Stored items:
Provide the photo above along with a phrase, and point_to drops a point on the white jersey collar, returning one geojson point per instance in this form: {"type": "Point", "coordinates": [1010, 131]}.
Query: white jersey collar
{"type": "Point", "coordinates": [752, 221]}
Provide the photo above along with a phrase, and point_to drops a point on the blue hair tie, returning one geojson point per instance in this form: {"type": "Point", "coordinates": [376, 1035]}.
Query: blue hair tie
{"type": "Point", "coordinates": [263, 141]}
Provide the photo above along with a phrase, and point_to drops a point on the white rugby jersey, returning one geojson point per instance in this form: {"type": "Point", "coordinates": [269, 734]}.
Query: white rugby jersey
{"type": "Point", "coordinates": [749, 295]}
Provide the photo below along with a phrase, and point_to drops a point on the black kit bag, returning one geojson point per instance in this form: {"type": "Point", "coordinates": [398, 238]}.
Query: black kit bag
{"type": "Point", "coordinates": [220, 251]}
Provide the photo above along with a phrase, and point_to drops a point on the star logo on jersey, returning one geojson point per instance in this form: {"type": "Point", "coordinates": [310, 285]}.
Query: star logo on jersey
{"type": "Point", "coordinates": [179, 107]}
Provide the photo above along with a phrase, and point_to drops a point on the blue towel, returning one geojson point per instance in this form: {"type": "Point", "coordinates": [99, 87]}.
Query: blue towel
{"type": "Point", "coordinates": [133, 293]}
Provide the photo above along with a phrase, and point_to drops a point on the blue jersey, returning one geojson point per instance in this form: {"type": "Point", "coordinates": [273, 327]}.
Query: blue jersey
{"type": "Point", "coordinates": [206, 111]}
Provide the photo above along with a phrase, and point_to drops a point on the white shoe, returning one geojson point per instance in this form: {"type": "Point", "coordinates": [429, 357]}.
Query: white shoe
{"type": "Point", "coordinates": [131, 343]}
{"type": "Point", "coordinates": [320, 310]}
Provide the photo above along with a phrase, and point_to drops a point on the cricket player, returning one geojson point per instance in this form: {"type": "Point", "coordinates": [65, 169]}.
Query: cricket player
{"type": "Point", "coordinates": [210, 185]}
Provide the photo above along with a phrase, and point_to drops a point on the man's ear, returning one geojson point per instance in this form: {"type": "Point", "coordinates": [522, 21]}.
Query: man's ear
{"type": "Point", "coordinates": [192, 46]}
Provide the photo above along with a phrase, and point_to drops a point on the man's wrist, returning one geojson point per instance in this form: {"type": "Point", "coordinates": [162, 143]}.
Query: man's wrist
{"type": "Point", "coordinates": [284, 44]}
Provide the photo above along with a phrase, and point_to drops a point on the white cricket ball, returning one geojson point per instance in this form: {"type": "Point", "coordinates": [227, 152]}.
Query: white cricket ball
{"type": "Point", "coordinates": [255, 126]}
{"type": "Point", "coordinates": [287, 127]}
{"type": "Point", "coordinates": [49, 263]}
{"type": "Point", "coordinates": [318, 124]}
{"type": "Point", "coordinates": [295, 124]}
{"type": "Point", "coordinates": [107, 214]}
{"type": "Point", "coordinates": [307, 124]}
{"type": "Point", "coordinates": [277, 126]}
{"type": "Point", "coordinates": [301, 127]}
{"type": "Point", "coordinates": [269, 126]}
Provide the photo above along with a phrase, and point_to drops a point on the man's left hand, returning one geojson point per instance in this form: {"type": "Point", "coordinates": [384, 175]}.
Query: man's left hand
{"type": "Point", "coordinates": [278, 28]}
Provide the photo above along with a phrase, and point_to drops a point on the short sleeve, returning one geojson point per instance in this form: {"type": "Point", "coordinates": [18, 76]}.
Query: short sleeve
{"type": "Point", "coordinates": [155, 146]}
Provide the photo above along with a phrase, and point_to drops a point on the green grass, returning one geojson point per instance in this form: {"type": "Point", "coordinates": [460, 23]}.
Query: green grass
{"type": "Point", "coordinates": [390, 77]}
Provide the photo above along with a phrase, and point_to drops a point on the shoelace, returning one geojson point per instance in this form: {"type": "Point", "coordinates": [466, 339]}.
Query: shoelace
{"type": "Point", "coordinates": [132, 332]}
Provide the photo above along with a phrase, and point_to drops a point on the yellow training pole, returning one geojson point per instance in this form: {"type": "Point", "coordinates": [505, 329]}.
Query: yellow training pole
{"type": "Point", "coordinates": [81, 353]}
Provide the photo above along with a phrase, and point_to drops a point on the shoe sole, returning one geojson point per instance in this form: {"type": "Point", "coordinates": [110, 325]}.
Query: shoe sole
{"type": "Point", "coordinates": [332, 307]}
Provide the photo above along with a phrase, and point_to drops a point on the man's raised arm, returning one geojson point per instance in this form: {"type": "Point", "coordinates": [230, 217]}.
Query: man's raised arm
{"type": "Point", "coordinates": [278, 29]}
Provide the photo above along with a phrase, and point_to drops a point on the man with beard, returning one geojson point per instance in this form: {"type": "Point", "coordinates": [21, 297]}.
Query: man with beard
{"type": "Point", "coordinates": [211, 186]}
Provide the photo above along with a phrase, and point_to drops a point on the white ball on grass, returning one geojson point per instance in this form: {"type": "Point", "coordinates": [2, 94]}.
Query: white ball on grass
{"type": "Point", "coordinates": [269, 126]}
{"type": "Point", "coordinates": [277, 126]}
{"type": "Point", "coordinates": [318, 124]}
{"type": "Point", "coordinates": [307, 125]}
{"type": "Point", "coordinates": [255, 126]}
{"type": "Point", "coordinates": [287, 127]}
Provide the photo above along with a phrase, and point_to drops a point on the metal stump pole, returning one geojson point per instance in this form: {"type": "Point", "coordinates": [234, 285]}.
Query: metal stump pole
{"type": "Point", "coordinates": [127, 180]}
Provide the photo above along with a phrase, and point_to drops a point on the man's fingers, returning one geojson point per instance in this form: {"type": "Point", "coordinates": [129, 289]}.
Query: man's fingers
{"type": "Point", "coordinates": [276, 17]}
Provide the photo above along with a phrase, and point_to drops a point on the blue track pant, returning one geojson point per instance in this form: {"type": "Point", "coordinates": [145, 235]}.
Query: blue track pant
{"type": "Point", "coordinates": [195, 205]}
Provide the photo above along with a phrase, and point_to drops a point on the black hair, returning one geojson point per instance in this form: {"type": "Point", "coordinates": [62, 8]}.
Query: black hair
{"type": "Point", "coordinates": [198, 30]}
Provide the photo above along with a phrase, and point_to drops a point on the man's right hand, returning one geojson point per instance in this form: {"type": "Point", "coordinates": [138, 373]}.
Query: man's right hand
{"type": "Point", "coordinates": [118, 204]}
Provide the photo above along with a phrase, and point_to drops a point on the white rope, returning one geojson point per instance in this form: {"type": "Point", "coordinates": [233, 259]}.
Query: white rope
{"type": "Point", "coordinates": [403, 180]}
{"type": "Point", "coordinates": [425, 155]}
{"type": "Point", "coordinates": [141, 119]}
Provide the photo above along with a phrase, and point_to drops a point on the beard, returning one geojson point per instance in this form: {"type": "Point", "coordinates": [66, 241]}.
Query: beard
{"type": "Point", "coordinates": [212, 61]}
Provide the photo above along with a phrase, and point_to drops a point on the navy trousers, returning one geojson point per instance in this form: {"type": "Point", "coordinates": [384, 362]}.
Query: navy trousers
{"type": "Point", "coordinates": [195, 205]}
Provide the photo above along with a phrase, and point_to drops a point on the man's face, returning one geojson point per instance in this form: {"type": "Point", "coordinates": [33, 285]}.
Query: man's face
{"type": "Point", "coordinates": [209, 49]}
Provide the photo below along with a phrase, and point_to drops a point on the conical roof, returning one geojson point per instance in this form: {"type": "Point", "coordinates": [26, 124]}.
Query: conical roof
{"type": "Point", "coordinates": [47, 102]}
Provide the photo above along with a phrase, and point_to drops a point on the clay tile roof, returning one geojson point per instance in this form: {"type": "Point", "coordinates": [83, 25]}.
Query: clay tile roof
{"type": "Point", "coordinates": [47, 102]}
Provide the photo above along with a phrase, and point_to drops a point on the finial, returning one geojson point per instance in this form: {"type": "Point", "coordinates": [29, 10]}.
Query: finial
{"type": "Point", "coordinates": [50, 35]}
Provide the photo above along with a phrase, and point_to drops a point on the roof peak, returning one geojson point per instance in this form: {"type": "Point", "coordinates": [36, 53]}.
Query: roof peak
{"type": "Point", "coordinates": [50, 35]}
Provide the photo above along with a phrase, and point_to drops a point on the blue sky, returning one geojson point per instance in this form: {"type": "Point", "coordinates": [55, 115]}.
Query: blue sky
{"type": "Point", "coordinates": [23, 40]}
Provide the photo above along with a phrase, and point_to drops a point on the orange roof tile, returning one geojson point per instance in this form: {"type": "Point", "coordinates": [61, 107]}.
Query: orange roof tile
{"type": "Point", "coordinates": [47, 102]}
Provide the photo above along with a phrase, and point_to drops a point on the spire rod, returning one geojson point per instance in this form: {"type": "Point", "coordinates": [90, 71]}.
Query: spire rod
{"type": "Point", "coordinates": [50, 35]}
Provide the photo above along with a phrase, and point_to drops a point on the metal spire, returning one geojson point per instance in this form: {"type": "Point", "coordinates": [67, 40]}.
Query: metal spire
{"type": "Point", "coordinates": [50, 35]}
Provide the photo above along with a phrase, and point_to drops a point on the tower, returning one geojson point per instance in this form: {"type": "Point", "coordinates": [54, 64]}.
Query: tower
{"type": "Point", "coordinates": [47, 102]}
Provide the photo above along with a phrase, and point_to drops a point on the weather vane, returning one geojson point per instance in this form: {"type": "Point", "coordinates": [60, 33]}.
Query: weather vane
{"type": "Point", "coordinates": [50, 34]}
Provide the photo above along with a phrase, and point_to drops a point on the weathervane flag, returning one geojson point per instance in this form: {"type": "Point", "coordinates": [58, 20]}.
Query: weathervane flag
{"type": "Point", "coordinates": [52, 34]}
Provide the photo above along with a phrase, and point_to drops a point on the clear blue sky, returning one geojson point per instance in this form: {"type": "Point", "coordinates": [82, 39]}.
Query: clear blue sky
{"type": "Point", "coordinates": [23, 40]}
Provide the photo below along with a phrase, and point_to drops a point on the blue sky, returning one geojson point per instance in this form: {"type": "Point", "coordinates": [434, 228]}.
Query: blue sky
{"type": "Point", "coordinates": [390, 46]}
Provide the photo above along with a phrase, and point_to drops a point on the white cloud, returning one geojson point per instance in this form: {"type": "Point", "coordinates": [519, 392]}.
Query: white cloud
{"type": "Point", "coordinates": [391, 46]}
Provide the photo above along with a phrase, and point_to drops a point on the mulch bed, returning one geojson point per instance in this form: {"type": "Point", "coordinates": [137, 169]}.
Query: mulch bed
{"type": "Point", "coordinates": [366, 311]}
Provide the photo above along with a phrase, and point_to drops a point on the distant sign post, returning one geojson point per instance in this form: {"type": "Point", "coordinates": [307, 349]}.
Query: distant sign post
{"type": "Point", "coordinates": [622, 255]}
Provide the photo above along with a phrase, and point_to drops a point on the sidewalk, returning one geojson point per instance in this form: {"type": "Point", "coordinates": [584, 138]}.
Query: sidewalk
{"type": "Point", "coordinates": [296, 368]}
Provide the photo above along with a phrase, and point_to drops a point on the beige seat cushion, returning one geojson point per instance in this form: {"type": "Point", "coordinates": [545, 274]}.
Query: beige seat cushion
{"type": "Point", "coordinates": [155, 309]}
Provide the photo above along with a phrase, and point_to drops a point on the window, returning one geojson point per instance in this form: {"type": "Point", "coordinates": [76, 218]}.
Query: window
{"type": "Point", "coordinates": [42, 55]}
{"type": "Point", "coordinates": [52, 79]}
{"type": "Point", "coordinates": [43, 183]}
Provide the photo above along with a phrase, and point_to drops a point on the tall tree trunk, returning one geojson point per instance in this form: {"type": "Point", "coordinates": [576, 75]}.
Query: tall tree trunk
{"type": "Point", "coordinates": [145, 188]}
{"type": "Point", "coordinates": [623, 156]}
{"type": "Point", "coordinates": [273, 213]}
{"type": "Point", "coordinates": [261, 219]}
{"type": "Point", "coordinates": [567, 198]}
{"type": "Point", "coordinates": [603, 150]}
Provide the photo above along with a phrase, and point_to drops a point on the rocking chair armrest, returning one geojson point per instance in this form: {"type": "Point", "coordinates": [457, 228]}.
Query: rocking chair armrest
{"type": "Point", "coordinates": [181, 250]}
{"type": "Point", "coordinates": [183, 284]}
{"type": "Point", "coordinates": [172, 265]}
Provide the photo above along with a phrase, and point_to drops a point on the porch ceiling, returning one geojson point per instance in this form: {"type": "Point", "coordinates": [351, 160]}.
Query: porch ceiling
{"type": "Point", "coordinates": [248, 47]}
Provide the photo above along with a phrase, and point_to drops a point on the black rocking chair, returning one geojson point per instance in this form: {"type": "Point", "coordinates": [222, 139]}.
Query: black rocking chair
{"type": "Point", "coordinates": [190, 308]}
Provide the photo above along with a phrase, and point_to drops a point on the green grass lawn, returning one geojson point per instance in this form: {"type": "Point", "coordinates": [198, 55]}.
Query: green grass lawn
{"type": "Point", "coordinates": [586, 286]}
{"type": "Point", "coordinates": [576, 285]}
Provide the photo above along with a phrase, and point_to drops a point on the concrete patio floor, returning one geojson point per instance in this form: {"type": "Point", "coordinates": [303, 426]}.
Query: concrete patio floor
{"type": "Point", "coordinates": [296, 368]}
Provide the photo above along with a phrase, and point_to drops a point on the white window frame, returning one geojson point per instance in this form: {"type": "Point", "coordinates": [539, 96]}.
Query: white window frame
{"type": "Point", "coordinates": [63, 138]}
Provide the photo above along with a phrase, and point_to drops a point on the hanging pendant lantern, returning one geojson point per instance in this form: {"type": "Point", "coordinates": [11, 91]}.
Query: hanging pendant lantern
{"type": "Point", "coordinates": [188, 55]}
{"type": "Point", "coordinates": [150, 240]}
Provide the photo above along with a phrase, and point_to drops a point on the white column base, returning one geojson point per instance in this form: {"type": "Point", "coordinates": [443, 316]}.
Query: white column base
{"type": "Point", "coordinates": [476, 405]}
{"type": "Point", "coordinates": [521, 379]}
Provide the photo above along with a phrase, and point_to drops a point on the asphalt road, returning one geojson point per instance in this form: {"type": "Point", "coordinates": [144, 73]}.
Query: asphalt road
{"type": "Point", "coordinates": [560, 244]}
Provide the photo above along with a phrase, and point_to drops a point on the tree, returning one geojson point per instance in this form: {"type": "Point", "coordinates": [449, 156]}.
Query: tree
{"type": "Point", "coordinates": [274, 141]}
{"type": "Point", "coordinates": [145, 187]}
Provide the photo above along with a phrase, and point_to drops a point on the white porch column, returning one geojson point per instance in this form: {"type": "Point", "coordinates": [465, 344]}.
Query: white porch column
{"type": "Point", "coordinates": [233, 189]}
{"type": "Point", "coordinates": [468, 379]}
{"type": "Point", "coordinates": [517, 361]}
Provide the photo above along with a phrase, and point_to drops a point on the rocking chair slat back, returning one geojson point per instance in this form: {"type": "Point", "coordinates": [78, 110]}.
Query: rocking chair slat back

- TASK DIRECTIONS
Check each line above for the string "back" and copy the ones that have it.

- RESULT OF THE EXERCISE
Provide the photo above along with a phrase, and point_to drops a point on the rocking chair slat back, returning one geojson point per instance in this form: {"type": "Point", "coordinates": [78, 110]}.
Query: rocking chair slat back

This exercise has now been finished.